┌────────

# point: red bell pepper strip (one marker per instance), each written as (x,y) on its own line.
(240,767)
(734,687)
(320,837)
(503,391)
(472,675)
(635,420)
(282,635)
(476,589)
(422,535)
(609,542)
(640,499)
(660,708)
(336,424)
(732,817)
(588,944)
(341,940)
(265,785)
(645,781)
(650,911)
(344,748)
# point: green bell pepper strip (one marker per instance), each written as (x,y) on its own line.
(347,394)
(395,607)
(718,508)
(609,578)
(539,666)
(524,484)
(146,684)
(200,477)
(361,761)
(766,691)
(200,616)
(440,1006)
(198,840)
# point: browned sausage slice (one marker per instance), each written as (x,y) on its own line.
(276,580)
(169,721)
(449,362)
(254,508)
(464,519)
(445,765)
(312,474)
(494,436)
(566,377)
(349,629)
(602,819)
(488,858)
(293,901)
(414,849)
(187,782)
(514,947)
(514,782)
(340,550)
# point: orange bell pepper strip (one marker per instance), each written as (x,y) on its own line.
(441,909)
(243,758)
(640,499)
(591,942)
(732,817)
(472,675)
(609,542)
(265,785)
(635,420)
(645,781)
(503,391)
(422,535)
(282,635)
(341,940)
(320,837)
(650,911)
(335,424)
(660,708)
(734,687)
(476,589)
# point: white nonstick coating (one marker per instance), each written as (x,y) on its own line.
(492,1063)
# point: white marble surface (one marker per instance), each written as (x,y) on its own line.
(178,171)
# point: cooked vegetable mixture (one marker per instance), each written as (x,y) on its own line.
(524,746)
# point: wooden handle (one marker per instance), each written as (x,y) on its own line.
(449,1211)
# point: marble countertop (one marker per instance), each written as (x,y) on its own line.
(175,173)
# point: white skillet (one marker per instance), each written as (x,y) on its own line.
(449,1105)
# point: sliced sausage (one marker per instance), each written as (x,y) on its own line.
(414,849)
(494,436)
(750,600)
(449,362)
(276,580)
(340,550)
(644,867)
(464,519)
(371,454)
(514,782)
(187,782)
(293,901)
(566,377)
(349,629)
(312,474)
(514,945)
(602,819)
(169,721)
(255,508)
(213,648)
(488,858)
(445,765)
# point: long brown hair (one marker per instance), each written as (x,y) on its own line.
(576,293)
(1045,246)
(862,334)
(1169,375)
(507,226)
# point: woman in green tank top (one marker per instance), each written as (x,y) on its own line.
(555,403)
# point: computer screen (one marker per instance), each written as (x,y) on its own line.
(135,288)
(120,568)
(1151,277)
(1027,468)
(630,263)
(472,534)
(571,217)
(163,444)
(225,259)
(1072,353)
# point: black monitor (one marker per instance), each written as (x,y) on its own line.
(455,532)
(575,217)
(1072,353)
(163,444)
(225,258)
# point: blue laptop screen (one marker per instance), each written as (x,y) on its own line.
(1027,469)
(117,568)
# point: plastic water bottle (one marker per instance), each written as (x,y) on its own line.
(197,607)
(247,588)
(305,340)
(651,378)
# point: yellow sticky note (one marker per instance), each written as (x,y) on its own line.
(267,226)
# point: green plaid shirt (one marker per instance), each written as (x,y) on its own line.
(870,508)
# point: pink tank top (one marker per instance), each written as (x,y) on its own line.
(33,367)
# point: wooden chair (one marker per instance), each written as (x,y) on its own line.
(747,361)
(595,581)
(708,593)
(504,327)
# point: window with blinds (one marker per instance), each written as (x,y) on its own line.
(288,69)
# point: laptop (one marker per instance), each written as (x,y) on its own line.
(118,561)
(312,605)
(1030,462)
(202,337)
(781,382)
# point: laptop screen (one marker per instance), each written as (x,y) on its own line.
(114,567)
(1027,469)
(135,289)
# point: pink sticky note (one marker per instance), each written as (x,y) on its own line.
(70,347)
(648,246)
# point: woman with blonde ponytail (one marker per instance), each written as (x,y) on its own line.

└────────

Take the entries above and transcribe them in full.

# point: red bell pepper strip (one marker per instance), each written as (x,y) on its own line.
(240,767)
(734,687)
(320,837)
(503,391)
(472,675)
(635,420)
(282,635)
(476,589)
(422,535)
(609,542)
(640,499)
(660,708)
(336,424)
(732,817)
(588,944)
(341,940)
(265,785)
(645,781)
(650,911)
(344,748)
# point: green bell pepper strip (one marker per instance), each written as (x,y) on its own line.
(347,394)
(395,607)
(718,508)
(609,578)
(539,666)
(524,484)
(146,684)
(200,477)
(361,761)
(766,691)
(200,616)
(440,1006)
(198,840)
# point: browned sausage slice (one marker per instance), each written as (x,y) on its own line.
(276,580)
(169,721)
(449,362)
(254,508)
(464,519)
(445,765)
(312,474)
(494,436)
(566,377)
(349,629)
(602,819)
(488,858)
(293,901)
(414,849)
(187,782)
(514,947)
(514,782)
(340,550)
# point: orange bell pepper strip (one marker per instance), each written as (x,y) on its own line.
(441,909)
(243,758)
(640,499)
(591,942)
(732,817)
(472,675)
(609,542)
(265,785)
(635,420)
(645,781)
(503,391)
(422,535)
(282,635)
(341,940)
(320,837)
(650,911)
(335,424)
(660,708)
(734,687)
(476,589)
# point: white nonstick coating (one marker per instance), each written as (x,y) on its own line.
(492,1063)
# point: white marble surface (one marker per instance), each written as (x,y) on its own line.
(178,171)
# point: cooked vegetable mixture (one marker per instance), each written as (x,y) on its own line.
(524,746)
# point: wooden handle (one marker per instance), each written as (x,y) on its own line.
(449,1211)
# point: marble countertop (one marker per instance), each written as (x,y) on its own line.
(175,173)
# point: white skillet (one marker per instance), each written as (x,y) on its own line.
(449,1105)
# point: sliced sausage (one marker per instance), each written as (x,y) on its own line.
(414,849)
(494,436)
(750,600)
(449,362)
(276,580)
(340,550)
(644,867)
(464,519)
(371,454)
(514,782)
(187,782)
(293,901)
(566,377)
(349,629)
(312,474)
(514,945)
(602,819)
(169,721)
(255,508)
(213,648)
(488,858)
(445,765)
# point: long brown hair (one marker per instance), each written as (x,y) on its own line.
(576,293)
(1045,246)
(862,334)
(1169,375)
(507,226)
# point: woman in green tank top (one marker per instance), each written as (x,y) on its own line.
(555,403)
# point: computer screen (one marker per instance), each written as (x,y) on its own line.
(135,288)
(120,568)
(1151,277)
(1027,468)
(630,263)
(472,534)
(571,217)
(163,444)
(225,259)
(1072,353)
# point: black monitor (one marker per instance), each written as (x,y) on its own line.
(455,532)
(575,217)
(1072,353)
(163,444)
(225,258)
# point: blue laptop screen (one marker per instance), each written as (x,y) on its own line.
(1027,469)
(117,568)
# point: plastic water bottle (one marker per instance), each written as (x,y) on its own line.
(197,607)
(247,588)
(305,340)
(651,378)
# point: yellow sticky note (one marker per instance), each written as (x,y) on its own line.
(267,226)
# point: green plaid shirt (one marker per instance), each written as (x,y) on its own line.
(870,508)
# point: pink tank top (one marker per instance), each written as (x,y) on its own line.
(33,367)
# point: wooden chair (one marker per instance), each written as (x,y) on its own line.
(747,361)
(595,581)
(708,593)
(504,327)
# point: window with blinds (one marker per instance), each written as (x,y) on its own line.
(288,69)
# point: laptop (one marker per instance), each written as (x,y) on its own line.
(118,561)
(312,605)
(1030,462)
(202,337)
(781,382)
# point: laptop screen (one marker per instance), each written as (x,y) on its own line.
(114,567)
(1027,469)
(135,289)
# point: pink sticky note (one marker per instance), each written as (x,y) on its own line.
(70,347)
(648,246)
# point: woman with blonde ponytail (one marker per instance), each written as (x,y) on its own line.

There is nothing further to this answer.